• _What needs to be done_:
Could you return all of the listing below exactly, please?

• _Records for this task_:
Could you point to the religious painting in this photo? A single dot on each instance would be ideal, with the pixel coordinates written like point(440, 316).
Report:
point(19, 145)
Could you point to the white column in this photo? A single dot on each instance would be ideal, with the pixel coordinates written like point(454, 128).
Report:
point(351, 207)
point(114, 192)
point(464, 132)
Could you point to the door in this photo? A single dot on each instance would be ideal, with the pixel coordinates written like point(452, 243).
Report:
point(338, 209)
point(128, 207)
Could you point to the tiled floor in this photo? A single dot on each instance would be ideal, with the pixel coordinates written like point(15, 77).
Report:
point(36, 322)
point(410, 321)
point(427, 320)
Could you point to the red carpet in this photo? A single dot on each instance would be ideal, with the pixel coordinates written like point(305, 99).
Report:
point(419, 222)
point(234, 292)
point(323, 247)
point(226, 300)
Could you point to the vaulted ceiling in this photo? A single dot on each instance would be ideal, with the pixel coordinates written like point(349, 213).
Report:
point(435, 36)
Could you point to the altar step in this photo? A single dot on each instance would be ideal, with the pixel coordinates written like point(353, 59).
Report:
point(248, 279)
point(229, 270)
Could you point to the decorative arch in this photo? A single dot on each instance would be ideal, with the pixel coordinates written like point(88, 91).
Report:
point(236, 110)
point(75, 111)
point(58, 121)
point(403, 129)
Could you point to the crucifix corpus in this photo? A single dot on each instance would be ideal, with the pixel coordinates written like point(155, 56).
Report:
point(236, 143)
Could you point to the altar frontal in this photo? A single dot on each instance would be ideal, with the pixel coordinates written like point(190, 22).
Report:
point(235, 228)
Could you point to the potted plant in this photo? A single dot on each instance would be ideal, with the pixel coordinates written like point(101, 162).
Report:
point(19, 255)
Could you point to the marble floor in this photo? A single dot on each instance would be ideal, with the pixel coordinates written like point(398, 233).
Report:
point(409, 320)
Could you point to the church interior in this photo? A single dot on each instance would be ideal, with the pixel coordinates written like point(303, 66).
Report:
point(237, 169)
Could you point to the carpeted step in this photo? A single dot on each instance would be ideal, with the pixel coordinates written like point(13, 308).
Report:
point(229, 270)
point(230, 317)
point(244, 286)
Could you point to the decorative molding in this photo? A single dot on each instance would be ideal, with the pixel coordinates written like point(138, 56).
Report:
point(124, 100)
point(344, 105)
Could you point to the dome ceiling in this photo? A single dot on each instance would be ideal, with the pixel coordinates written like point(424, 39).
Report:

• _Output of the exercise_:
Could you point to the religious painting in this photo? A single dot on each instance would be ideal, with the pixel coordinates written like point(440, 316).
Report:
point(19, 145)
Could you point to the white column in this photo? A single dot on each instance would be ideal, with the pixel coordinates written like point(454, 128).
Report:
point(351, 207)
point(114, 192)
point(464, 132)
Could you point to the door in this photo? A single dot on each instance would be ideal, with the pixel coordinates written like point(452, 243).
Report:
point(338, 209)
point(128, 207)
Could you point to the tiled floor in this photo? A single dot on each instance would be ideal, with the pixel coordinates written like point(15, 77).
Report:
point(36, 322)
point(410, 321)
point(427, 320)
Could you point to the red carpet in this photo? A single dot on each instance would be ideal, with the pixel coordinates written like point(305, 99).
Report:
point(419, 222)
point(234, 292)
point(323, 247)
point(226, 300)
Could you point to the vaulted ceiling in this photo? A single dot on each instance would be ideal, with the pixel coordinates written like point(349, 213).
Report:
point(435, 36)
Could you point to the altar step in this photo? A single dot on each instance would be ideal, with the pixel coordinates written like point(353, 59).
Report:
point(248, 279)
point(229, 270)
Could you point to the decorative arch in this photo? A single dot on each instance would be ideal, with the pixel coordinates written like point(88, 91).
Report:
point(236, 110)
point(75, 111)
point(58, 121)
point(403, 129)
Could you point to the crucifix corpus in this photo? A single dot on each instance would be ideal, with the pixel coordinates written like point(155, 56).
Report:
point(236, 143)
Could you point to the altar frontal in this photo? A single dot on each instance would be ideal, with the pixel coordinates written like point(190, 22).
Report:
point(235, 228)
Could you point to the potted plant in this photo? A single dot on each instance would be ideal, with the pixel coordinates written like point(101, 162).
Report:
point(19, 255)
Could you point to the marble floor in this photo? A single dot on each instance would be ideal, with the pixel coordinates written like point(398, 233).
Report:
point(409, 320)
Could you point to the church interior in this photo? A single dot on each instance would be ideal, with the pixel coordinates written like point(303, 66).
Report:
point(237, 169)
Could you point to the carpeted step in this photo? A single dot on each instance would be ideal, with the pixel coordinates written like point(13, 308).
Report:
point(229, 270)
point(230, 317)
point(244, 286)
Could you point to the decorative molding in this photo? A single dot on each instance would be ideal, with the pixel coordinates written like point(138, 56).
Report:
point(124, 100)
point(344, 105)
Could you point to the dome ceiling in this photo? A single dot on each instance would be ideal, with the pixel coordinates written like point(424, 39).
Report:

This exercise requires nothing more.